**Problem statement**. Can you quote everything from "It’s also irritating" down to "and started shaving." in the wet shaving thread below?

**Excerpt provided**.
........

I have been wet shaving for over ten years now. My set up is mostly Above The Tie Razors. I also have a few vintage Gillette as well. I also face lather with a badger hair brush and for soaps I like a hard milled French soap. I also like Captain's Choise products. Always go with Astra DE blades.


----------



## Foch (Apr 19, 2015)

I wet shave my face and head. Have for years. Settled on Harry's Winston razor & HeadSlick. These are two superior products that have performed beyond my expectations. HeadSlick is just beyond anything out there, no rash, bumps, in-growns or racing stripes. I have tried about every method out there & this system just works for me.


----------



## adg31 (Dec 28, 2010)

I generally stick to plain soap and water with a Feather AS D2 which it seems impossible to nick yourself with.
As a native of Sheffield I couldn’t help but pick up the Edwin Jagger 3one6 earlier this year to give it a try.
It’s far less forgiving and after my first few shaves it looked like I’d asked Sweeney Todd to do the honours!
It’s also irritating how the smaller head leaves some blades sticking out either end.
All of this said, I really like the feel of the 3one6 and have been using it more of late with far less blood loss 🩸 


Sent from my iPhone using Tapatalk


----------



## adg31 (Dec 28, 2010)

This morning I decided to go back to my Feather AS D2 for a change so soaped up and started shaving.
It was so smooth after a few days of the 3one 6 that part way through I actually stopped to check that I’d remembered to put a blade in!
Much as I love the look and feel of the 3one6 I can’t see why I’d use anything else so I think the 3one6 may be heading for eBay next year!

........

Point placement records

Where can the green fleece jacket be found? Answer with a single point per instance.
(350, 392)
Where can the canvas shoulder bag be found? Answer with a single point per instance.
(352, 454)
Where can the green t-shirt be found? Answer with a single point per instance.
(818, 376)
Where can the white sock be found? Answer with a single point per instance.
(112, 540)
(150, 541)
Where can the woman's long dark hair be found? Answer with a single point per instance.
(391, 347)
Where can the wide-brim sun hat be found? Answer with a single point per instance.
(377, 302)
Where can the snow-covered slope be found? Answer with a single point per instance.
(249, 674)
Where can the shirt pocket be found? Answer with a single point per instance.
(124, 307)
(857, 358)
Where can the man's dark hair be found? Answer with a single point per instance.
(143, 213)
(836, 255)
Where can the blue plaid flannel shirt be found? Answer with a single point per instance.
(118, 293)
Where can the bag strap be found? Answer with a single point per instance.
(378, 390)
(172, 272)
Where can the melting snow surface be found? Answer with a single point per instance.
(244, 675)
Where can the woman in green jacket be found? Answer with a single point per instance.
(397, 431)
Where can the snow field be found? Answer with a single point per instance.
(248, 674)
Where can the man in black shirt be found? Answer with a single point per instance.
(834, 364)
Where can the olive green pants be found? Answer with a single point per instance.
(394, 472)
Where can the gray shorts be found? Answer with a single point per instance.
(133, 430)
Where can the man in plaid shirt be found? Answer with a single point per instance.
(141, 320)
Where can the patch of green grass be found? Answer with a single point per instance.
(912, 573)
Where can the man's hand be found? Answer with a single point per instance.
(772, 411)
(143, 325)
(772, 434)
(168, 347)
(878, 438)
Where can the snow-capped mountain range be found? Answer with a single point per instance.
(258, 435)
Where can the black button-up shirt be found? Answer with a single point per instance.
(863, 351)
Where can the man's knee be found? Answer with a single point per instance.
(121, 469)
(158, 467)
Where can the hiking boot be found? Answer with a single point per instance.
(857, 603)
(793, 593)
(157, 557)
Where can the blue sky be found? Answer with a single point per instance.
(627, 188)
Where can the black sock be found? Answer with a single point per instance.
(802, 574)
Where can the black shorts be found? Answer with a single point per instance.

........

**Response below**.
It’s also irritating how the smaller head leaves some blades sticking out either end.
All of this said, I really like the feel of the 3one6 and have been using it more of late with far less blood loss 🩸 


Sent from my iPhone using Tapatalk


----------



## adg31 (Dec 28, 2010)

This morning I decided to go back to my Feather AS D2 for a change so soaped up and started shaving.